Your instructions:
Every entry should be repeated exactly. Omit the pictures.

(Picture annotation records)
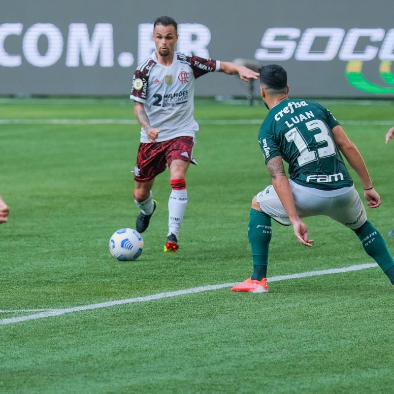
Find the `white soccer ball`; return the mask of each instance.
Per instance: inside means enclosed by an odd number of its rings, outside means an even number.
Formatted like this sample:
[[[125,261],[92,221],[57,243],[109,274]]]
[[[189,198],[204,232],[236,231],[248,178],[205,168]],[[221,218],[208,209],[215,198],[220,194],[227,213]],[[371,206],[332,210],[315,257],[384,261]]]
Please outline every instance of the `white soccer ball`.
[[[111,254],[121,261],[136,260],[143,247],[142,237],[132,229],[121,229],[114,232],[109,240]]]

Solution to this task:
Find the `white soccer ball`; return the mask of each instance.
Per instance: inside means enclosed by an odd number of its rings, outside means an even number.
Formatted like this sample:
[[[125,261],[92,221],[57,243],[109,274]]]
[[[189,198],[204,232],[236,231],[248,178],[205,168]],[[221,218],[208,209],[215,198],[220,194],[227,213]],[[371,206],[332,210],[315,257],[384,261]]]
Please outline every instance of the `white soccer ball`.
[[[111,254],[121,261],[136,260],[143,247],[142,237],[132,229],[121,229],[114,232],[109,240]]]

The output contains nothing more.